-- Exercise materials --
──────────────────────────────

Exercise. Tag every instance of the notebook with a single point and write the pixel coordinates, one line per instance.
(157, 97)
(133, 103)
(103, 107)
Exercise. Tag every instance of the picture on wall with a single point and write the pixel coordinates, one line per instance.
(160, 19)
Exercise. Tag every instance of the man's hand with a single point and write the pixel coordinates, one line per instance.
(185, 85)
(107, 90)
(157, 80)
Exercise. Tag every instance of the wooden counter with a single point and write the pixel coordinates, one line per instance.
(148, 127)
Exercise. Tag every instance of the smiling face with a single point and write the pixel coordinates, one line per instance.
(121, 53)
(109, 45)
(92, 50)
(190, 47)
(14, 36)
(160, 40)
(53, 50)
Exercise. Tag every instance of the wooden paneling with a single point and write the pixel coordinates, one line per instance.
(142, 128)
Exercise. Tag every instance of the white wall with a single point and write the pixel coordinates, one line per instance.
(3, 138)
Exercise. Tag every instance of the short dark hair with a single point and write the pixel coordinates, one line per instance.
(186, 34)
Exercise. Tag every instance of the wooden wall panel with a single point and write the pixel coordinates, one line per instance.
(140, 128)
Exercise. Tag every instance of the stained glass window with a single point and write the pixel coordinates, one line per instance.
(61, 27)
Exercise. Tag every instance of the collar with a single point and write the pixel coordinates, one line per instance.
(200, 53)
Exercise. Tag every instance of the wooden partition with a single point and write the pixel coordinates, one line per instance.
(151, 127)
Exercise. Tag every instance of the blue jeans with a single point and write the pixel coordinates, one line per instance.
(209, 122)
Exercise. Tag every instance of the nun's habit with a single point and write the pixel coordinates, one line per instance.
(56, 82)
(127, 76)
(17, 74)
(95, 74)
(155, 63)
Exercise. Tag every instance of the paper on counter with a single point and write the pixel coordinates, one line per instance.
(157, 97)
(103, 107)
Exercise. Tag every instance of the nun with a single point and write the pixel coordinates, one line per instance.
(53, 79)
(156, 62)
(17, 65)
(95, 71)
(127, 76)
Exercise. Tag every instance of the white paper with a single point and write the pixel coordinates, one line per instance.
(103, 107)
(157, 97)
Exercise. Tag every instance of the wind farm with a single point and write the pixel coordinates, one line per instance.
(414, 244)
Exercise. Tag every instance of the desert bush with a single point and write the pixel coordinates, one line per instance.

──────────────────────────────

-- What is being asked --
Copy word for word the lines from the one containing "Exercise. Tag every instance of the wind" through the last line of the records, including both of those lines.

-- Final result --
Exercise. Tag every instance of the wind farm with a single point and write the pixel coordinates, one line per instance.
(414, 244)
Exercise. Tag every instance of the desert bush with a single point and write the pixel coordinates, one line per instance.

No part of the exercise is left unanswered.